HERBench: A Benchmark for Multi-Evidence Integration in Video Question Answering

Dan Ben-Ami1,*, Gabriele Serussi1,*, Kobi Cohen2, Chaim Baskin1
1INSIGHT Lab, Ben-Gurion University of the Negev, Israel 2Ben-Gurion University of the Negev, Israel
* Equal contribution

VideoQA benchmark where every question requires ≥3 dispersed evidence segments

Abstract

Video Large Language Models (Video-LLMs) are rapidly improving, yet current Video Question Answering (VideoQA) benchmarks often allow questions to be answered from a single salient cue, under-testing reasoning that must aggregate multiple, temporally separated visual evidence. In this direction, we present HERBench, a VideoQA benchmark purpose-built to assess multi-evidence integration across time. Each question is constructed to require aggregating at least three non-overlapping evidential cues across distinct video segments (so neither language priors nor a single snapshot can suffice). HERBench comprises 26K five-way multiple-choice questions organized into twelve compositional tasks that probe identity binding, cross-entity relations, temporal ordering, co-occurrence verification, and counting. To make evidential demand measurable, we introduce the Minimum Required Frame-Set (MRFS)-the smallest number of frames a model must fuse to answer correctly-and show that HERBench imposes substantially higher demand than prior datasets (mean MRFS 5.5 vs. 2.6-4.2). Evaluating 13 state-of-the-art Video-LLMs on HERBench reveals pervasive failures: accuracies of 31-42% are only slightly above the 20% random-guess baseline. We disentangle this failure into two critical bottlenecks: (1) a retrieval deficit, where frame selectors overlook key evidence, and (2) a fusion deficit, where models fail to integrate information even when all necessary evidence is provided. By making cross-time evidence both unavoidable and quantifiable, HERBench establishes a principled target for advancing robust, compositional video understanding.

Benchmark Overview

HERBench Overview

HERBench enforces high evidential requirements by design: questions draw on dispersed cues across long-form videos, and answers are balanced to prevent positional bias. The MRFS (Minimum Required Frame Set) metric reports the smallest number of frames a model with a fixed selector must fuse to answer correctly, separating genuine multi-frame reasoning from single-cue shortcuts.

Phrase grounding data

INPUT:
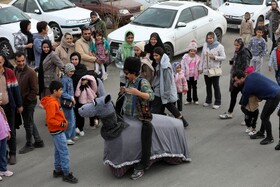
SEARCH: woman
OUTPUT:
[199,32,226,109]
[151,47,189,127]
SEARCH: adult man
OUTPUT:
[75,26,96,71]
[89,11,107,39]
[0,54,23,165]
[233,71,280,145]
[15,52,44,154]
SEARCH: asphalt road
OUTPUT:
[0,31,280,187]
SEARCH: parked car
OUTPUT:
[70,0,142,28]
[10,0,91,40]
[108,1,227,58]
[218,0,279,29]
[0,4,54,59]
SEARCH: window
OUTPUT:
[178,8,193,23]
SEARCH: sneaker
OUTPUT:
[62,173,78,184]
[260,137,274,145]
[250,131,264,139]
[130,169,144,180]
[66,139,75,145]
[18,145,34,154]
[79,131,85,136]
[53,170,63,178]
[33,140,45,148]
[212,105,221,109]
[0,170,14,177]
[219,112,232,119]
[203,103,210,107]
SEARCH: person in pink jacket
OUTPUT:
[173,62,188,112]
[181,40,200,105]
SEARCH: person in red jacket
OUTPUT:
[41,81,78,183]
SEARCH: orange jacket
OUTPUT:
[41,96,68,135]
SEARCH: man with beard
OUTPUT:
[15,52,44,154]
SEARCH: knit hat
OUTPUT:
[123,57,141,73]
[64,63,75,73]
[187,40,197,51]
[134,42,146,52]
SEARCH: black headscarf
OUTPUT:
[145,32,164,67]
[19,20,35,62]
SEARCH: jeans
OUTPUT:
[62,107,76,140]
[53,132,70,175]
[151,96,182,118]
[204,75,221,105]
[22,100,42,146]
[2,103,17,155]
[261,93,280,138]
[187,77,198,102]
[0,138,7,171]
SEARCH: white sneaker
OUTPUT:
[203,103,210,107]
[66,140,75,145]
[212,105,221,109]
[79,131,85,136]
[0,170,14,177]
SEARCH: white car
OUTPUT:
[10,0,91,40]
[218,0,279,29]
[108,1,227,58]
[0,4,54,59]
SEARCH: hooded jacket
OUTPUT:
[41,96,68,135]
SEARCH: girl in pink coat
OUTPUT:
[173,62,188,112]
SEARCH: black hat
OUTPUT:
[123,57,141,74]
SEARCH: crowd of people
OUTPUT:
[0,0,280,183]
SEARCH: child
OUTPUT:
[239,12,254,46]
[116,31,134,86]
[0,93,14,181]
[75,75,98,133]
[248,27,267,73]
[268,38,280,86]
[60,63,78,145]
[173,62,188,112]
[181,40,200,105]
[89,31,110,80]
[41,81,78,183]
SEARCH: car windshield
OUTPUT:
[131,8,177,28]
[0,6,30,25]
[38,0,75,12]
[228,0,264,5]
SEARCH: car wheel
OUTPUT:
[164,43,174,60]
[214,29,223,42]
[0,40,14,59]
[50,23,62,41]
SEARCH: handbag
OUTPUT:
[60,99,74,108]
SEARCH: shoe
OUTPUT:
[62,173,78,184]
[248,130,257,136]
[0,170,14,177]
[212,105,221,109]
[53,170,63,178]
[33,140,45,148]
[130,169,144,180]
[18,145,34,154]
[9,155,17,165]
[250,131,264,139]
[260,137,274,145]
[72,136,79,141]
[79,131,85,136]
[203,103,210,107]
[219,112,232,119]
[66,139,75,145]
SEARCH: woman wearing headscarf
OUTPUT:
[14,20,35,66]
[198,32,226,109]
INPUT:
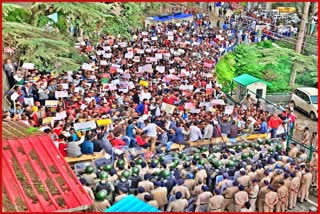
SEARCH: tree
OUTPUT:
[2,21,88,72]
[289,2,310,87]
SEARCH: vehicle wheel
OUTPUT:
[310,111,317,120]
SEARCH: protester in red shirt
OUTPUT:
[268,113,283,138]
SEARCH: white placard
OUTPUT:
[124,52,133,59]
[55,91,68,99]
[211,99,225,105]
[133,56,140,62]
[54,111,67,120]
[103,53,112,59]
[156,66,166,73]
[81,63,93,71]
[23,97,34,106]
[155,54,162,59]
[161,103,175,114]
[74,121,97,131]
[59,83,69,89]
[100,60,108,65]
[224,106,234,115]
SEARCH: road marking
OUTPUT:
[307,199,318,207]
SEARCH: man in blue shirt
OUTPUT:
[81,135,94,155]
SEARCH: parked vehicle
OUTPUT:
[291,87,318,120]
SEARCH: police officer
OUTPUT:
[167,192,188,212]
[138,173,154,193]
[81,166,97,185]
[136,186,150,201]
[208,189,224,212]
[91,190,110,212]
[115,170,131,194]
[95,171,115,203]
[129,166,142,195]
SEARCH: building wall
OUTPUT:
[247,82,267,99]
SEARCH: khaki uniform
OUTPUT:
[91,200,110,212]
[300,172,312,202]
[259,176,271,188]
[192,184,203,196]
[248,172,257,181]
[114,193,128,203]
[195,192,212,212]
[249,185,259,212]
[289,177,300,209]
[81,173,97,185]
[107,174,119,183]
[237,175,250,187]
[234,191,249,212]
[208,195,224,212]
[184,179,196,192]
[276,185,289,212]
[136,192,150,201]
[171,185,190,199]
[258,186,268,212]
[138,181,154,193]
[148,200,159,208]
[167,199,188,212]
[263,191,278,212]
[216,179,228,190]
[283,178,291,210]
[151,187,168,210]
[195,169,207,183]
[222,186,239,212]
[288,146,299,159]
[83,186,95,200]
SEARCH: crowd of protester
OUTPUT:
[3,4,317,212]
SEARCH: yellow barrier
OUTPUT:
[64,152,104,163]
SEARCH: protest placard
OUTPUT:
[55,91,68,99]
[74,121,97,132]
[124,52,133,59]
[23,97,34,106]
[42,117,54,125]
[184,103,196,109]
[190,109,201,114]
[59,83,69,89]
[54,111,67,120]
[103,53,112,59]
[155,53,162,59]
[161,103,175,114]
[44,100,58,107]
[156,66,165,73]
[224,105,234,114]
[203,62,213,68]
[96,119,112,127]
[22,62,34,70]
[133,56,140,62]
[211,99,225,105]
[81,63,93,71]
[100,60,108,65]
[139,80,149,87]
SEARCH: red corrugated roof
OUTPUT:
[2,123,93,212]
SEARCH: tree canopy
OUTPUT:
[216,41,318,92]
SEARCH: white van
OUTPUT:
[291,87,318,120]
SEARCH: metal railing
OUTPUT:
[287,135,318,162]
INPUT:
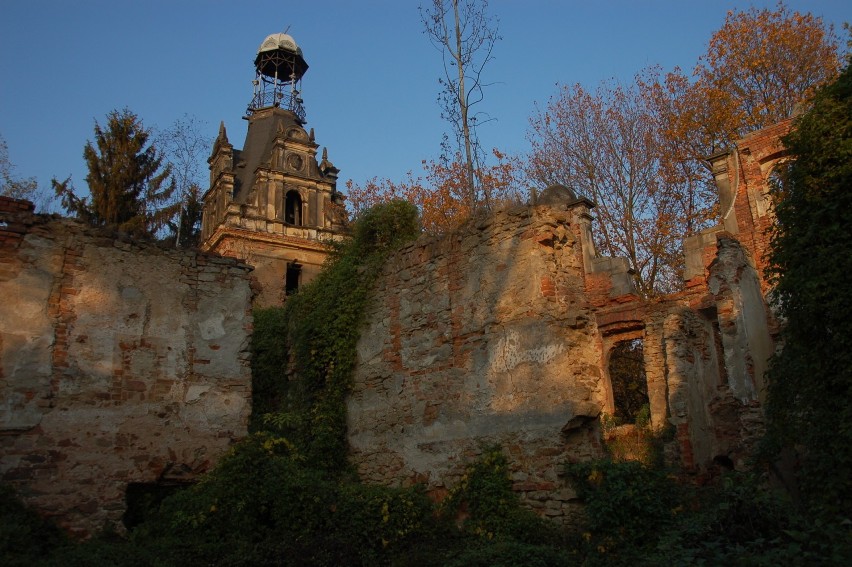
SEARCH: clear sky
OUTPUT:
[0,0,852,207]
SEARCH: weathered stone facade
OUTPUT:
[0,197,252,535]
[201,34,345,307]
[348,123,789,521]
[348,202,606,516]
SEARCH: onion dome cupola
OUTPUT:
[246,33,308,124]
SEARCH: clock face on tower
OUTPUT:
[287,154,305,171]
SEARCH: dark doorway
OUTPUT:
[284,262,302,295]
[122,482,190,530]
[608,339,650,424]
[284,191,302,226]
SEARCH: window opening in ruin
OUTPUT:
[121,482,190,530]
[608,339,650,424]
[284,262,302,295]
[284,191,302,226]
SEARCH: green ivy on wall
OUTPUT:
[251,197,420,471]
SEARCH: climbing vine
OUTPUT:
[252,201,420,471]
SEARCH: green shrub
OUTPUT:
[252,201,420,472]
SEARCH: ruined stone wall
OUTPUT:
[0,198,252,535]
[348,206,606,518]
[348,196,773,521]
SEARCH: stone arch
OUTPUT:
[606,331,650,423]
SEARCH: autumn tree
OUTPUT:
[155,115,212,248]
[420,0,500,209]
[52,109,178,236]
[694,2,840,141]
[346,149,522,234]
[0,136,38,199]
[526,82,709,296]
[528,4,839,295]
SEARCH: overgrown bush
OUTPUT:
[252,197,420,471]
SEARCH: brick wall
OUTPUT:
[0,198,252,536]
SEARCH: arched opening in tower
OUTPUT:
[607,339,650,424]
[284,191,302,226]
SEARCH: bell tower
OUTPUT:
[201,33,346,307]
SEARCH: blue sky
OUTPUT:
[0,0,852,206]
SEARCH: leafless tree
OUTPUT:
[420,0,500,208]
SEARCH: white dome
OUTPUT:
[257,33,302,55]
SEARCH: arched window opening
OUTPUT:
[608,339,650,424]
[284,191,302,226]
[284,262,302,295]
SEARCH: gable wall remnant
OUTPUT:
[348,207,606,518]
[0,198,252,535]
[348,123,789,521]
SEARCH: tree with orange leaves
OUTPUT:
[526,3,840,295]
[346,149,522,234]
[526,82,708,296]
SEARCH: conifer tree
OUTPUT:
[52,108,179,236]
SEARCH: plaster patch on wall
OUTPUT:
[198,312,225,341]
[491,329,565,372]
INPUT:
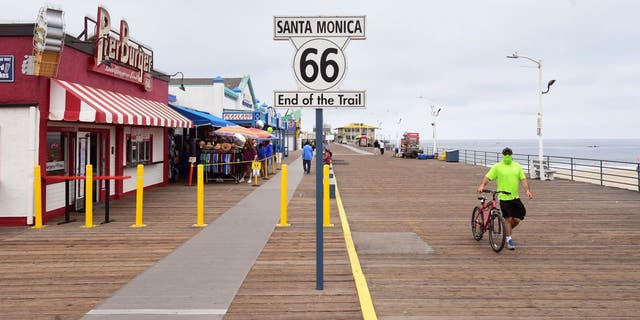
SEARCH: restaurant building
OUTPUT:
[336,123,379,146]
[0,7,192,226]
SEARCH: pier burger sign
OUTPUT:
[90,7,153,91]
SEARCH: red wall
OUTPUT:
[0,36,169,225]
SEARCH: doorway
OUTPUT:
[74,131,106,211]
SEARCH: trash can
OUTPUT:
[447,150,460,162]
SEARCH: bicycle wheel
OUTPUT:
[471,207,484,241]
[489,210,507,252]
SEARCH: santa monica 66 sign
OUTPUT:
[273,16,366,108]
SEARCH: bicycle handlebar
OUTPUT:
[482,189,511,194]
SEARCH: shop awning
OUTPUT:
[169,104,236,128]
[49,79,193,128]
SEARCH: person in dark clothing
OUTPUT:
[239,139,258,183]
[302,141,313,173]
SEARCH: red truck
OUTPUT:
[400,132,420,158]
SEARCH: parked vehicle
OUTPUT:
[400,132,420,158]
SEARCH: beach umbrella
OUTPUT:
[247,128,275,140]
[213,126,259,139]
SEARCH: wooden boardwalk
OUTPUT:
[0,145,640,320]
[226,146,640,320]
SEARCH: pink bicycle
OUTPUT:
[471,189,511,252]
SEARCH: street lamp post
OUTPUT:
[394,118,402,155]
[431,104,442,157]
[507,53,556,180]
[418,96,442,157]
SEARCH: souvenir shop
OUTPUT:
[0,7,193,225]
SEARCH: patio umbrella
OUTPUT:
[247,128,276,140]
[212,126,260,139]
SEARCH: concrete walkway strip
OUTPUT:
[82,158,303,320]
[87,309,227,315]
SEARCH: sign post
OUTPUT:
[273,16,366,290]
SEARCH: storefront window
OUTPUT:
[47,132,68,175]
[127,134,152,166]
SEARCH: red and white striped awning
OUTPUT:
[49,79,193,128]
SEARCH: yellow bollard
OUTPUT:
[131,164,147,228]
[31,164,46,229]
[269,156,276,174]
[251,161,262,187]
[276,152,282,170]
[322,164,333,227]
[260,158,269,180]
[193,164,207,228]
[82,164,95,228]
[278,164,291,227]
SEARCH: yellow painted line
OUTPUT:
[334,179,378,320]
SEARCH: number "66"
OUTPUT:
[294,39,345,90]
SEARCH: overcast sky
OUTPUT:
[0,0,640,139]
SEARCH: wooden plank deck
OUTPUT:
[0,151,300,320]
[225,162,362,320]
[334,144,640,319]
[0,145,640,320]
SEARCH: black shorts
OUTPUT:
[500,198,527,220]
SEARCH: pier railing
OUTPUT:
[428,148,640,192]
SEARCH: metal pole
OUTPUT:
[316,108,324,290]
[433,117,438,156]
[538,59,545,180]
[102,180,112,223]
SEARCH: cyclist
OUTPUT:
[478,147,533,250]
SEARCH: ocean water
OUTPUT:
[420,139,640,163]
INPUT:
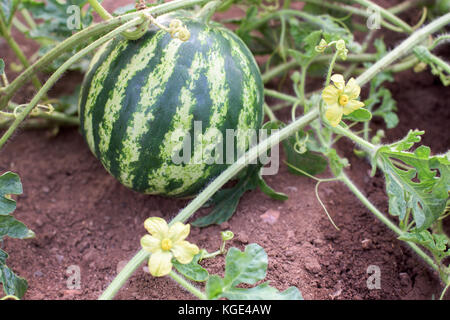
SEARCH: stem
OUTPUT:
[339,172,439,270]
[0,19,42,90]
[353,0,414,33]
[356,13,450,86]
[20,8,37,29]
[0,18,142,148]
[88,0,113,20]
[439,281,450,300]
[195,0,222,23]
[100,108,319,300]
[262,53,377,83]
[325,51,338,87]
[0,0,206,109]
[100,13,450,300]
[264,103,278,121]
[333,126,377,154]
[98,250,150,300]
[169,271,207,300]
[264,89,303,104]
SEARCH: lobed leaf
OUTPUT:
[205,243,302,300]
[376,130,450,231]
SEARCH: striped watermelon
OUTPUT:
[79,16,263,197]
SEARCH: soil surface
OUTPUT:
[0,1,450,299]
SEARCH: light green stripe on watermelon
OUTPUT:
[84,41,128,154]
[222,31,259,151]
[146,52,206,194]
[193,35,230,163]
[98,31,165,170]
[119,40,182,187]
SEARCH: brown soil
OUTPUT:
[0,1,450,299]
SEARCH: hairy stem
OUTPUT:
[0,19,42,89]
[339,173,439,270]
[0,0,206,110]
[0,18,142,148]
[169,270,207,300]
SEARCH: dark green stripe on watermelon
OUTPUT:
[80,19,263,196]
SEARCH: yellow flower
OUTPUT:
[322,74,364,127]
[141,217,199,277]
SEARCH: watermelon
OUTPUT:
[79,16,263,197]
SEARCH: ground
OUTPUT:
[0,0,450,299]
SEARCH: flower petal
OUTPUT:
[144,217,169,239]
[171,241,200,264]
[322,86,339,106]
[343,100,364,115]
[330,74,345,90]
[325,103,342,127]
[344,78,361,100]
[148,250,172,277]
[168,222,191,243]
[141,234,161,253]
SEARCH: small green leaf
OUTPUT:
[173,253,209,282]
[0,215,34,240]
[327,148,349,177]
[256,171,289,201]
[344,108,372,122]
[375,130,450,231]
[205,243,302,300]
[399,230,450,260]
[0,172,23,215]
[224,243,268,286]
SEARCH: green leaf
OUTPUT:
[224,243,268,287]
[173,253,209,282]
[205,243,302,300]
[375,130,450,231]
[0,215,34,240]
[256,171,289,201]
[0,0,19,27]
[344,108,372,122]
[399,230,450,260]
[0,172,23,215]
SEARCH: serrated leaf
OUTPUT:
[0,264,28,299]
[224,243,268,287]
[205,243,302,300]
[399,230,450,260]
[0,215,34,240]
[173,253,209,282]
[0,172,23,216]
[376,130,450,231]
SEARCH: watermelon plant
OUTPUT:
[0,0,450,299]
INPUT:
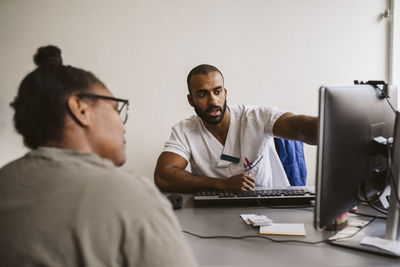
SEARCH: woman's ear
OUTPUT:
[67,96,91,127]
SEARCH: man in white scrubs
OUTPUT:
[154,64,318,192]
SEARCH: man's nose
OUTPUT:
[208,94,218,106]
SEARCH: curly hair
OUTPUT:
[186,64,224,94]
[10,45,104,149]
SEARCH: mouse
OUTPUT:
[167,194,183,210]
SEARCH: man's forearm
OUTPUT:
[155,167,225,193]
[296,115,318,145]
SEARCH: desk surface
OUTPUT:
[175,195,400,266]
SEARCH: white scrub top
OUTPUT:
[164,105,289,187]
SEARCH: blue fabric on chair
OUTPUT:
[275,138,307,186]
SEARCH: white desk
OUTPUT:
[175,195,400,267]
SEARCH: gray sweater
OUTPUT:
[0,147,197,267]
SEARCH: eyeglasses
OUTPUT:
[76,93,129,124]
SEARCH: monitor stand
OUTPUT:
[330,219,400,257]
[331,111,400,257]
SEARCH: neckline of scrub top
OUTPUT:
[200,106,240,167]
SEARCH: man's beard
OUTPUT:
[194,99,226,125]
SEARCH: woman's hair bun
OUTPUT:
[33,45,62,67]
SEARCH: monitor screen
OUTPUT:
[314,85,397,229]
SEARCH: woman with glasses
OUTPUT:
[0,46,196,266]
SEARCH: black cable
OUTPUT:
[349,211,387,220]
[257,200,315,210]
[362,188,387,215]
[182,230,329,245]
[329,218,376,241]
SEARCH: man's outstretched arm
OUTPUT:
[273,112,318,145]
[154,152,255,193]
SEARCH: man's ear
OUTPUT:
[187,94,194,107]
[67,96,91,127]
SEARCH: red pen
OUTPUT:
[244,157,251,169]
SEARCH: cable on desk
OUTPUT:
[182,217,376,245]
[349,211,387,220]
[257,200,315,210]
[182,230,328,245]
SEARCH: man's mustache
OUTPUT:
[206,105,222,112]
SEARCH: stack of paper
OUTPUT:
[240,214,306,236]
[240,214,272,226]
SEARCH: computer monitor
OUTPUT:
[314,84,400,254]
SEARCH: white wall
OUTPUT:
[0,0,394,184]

What this task involves => Name the abilities that the HERBench text says its twelve compositional tasks probe.

Output for this exercise =>
- Identity binding
- Cross-entity relations
- Temporal ordering
- Co-occurrence verification
- Counting